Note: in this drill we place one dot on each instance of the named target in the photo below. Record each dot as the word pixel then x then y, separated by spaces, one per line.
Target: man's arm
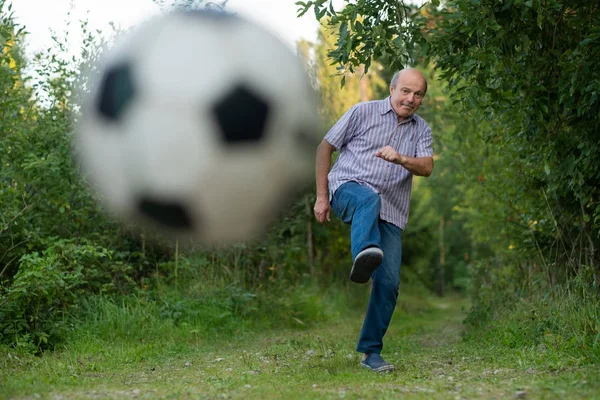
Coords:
pixel 323 164
pixel 420 166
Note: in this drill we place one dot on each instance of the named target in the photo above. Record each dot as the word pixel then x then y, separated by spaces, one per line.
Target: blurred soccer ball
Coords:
pixel 199 125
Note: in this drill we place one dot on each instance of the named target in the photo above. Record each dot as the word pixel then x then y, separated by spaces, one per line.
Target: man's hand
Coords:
pixel 322 210
pixel 388 153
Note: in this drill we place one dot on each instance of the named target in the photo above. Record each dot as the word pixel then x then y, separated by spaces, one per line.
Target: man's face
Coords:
pixel 408 94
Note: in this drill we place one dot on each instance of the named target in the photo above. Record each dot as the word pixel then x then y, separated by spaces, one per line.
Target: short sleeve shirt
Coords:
pixel 366 128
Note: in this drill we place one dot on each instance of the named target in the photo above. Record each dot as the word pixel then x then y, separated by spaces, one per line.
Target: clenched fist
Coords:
pixel 322 210
pixel 388 153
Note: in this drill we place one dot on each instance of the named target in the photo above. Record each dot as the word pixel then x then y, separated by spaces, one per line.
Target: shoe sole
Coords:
pixel 385 368
pixel 364 265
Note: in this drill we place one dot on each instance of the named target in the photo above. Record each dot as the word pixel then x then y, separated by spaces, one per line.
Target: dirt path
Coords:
pixel 425 344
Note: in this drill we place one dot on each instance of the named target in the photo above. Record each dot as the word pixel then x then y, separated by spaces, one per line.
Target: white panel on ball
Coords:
pixel 197 127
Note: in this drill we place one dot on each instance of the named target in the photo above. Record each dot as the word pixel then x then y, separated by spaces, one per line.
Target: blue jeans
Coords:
pixel 359 206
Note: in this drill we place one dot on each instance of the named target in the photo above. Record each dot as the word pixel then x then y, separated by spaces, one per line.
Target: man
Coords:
pixel 382 144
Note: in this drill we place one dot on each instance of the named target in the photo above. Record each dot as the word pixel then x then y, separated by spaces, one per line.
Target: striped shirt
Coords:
pixel 366 128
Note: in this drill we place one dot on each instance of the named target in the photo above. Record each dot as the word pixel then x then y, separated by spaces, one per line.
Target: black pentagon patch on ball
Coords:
pixel 242 115
pixel 169 214
pixel 116 92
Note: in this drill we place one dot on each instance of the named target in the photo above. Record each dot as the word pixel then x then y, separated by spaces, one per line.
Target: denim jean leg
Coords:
pixel 359 206
pixel 384 291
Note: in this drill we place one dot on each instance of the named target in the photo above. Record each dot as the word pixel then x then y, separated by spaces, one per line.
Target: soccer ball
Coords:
pixel 201 125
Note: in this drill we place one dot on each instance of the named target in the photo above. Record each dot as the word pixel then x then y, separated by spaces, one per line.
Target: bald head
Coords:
pixel 406 72
pixel 407 89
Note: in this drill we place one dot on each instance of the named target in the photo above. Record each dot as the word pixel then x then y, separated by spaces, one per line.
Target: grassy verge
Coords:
pixel 319 361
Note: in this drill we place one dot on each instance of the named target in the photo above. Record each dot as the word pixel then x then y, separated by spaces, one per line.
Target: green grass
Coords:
pixel 424 341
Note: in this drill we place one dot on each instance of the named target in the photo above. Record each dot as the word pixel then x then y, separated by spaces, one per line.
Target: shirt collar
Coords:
pixel 386 107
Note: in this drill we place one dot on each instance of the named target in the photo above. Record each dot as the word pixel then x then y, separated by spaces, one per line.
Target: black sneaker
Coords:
pixel 365 263
pixel 375 363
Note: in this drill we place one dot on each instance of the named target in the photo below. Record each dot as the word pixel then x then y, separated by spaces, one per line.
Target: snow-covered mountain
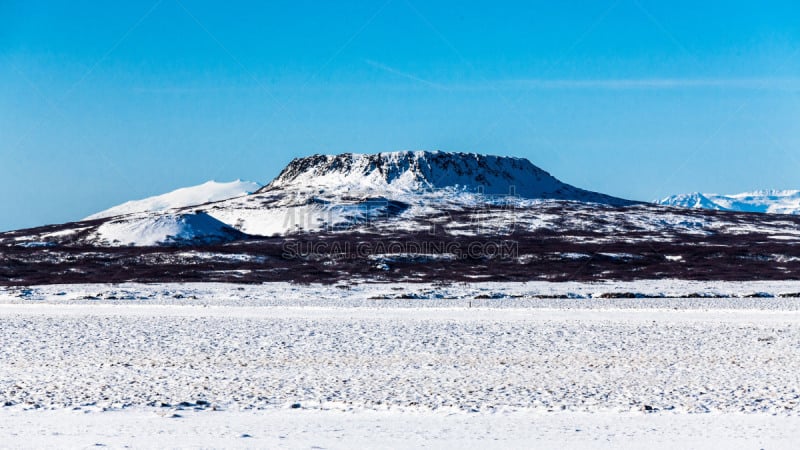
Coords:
pixel 341 191
pixel 766 201
pixel 414 216
pixel 414 172
pixel 210 191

What is needed:
Pictures in the records must not appear in the copy; transcribe everything else precisely.

Reply:
Note: in this drill we place one dot on each instance of the named target in the photo below. Record each dot as the word pixel then x then y, separated by spaces, one per line.
Target: man's arm
Coords:
pixel 323 164
pixel 420 166
Note: in this drill we place one dot on each instance of the named target in the photo above. Record each dot as the word pixel then x then y, separated by spaces, one per line.
Target: blurred soccer ball
Coords:
pixel 199 125
Note: in this drill we place one dot on each instance of the named target in the photo above. Record each dot as the word pixel then x then y, separated by spaces, one per line.
Target: man's hand
Coords:
pixel 322 210
pixel 388 153
Note: in this drill we place one dot on each instance of the named target in the photo above. Record each dot as the word pixel then x then y, separated by spaces, one per line.
Target: man's face
Coords:
pixel 408 94
Note: in this drill we place one dot on each instance of the named target in the photo above. Record each dot as the word pixel then x then y, separated by spaces, one per line.
Target: short sleeve shirt
Coords:
pixel 366 128
Note: in this drill we place one dot on each instance of the named target in the photo above. Record each dot as the word pixel then x then y, separated by spaces, one per line.
Target: clenched fist
Coords:
pixel 322 210
pixel 388 153
Note: in this drill we place one dot on each instance of the named target in the photo above. Record each dot as the word pixel then x then y, separated by spaces, one per line.
Target: shoe sole
Coords:
pixel 385 368
pixel 364 265
Note: in this drill we place one dot on each instance of the named target in the photo above. Record each dot as the word pixel then x then y, separated by spaces, one per line.
Target: dirt path
Coords:
pixel 425 344
Note: in this drill we place one dot on each instance of the named target in the photo above. Record each dot as the word pixel then x then y, separated by spaces, one per line.
Target: white panel on ball
Coords:
pixel 197 127
Note: in this drill we place one dot on each instance of the named target in the photo above. Record each dot as the word pixel then x then y, separated by spaces, one per line.
Target: blue jeans
Coords:
pixel 359 206
Note: in this drill we place one dot on each instance of the named target in the photo above. Record each dot as the word pixel then x then y, separated by spaces, one per line.
Target: man
Coords:
pixel 382 144
Note: in this drill we place one dot on each instance of the named target in the photo above. Record each dot as the word pixel then x then y, separated by spaces, one per line.
Target: striped shirt
Coords:
pixel 366 128
Note: in this drill we place one dot on each instance of the named target in the photo above. Record each dot as the word pixel then x then y, separated by spaces, one per line.
Target: black pentagon patch on ball
Coords:
pixel 242 115
pixel 169 214
pixel 116 92
Note: in this drill we place one dot on each instance of the named target in the photo above. Record each dot as the word pixel then x then y, separated by spaces, one per line.
Target: denim jean leg
Coords:
pixel 359 206
pixel 384 291
Note: in this drill we place one dot on each instance of the named target in the photo above. Record each dot as the word pixel then x then y, separated by spaces, one per line.
Target: soccer ball
Coords:
pixel 201 125
Note: in this drill we place one dot on each instance of the named target in the photo above. Record each dot as the word pixel then x then y, separated by spaces, one per line.
Target: bald head
Coords:
pixel 406 72
pixel 407 89
Note: in this drill we place one dot on each instance of the named target in the photo above. Record each dot as the word pixel then x then y, separated by spaces, one per line.
Target: grassy verge
Coords:
pixel 319 361
Note: in this drill we place one dot on each instance of the named target in the photo above. Record each dot as the word pixel then x then y, separated by spaces, one per line.
Target: green grass
Coords:
pixel 424 341
Note: in this drill we place one dot on each instance of the named target in the photo above. Record each dot as the word pixel then x then y, separated by spaces, one per line.
Target: shirt collar
Coords:
pixel 386 107
Note: in this drill we place one dot on each instance of the named target in the photo above. Record each dot as the word pixel then x then y, separated by spaces, one per line.
Target: black sneaker
Coords:
pixel 365 263
pixel 375 363
Note: in this drill we place one dot on each instance of the named target in the photo below. Record each dot as the word pixel then x then y, separated by spaces, one per line.
Target: snow-covered mountain
Coords:
pixel 341 191
pixel 766 201
pixel 414 216
pixel 414 172
pixel 210 191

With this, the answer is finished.